Listed entries:
-- Start --

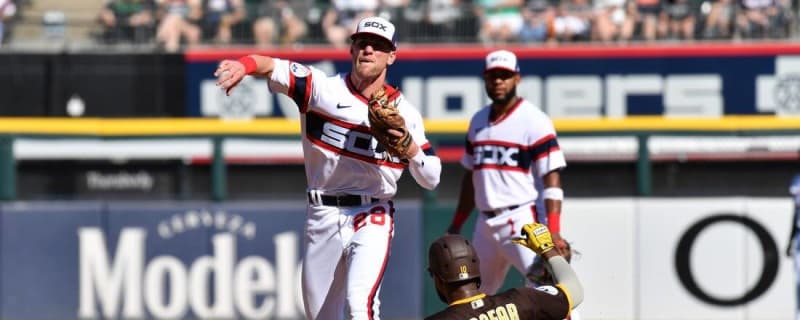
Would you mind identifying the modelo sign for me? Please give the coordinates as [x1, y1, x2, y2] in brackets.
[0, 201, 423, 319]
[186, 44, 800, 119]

-- End --
-- Start --

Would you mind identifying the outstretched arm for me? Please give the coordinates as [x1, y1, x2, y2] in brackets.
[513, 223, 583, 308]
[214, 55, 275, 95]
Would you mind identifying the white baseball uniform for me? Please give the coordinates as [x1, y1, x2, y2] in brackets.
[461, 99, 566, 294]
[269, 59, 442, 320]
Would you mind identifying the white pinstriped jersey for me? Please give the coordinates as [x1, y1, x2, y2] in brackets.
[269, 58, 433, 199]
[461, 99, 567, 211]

-- End --
-- Start --

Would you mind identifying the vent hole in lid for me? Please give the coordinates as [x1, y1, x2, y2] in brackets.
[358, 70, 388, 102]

-- End --

Your instructions: Scale everything from the line containing "Would you mind identifying the outstretched" down to the line containing "[461, 99, 567, 211]", both included, and write those entries out again with the requests unchanged and every bounding-box coordinate in the answers multiplied by 0.25 and rounded to a whole number, halves rounded up. Give only those lines.

Written solution:
Would you mind identifying the outstretched arm for me? Please give the coordinates as [x1, y1, x2, y2] in brackets.
[128, 56, 146, 77]
[54, 14, 69, 24]
Would you mind identifying the white baseball uniform for me? Please give the coordinates as [x1, y1, x2, y2] in brackets.
[115, 25, 142, 74]
[67, 15, 111, 80]
Would you mind identifying the white pinstriped jersey for me? Please give the coordinates as [x1, y1, x2, y2] in brackets.
[67, 15, 108, 50]
[115, 25, 142, 53]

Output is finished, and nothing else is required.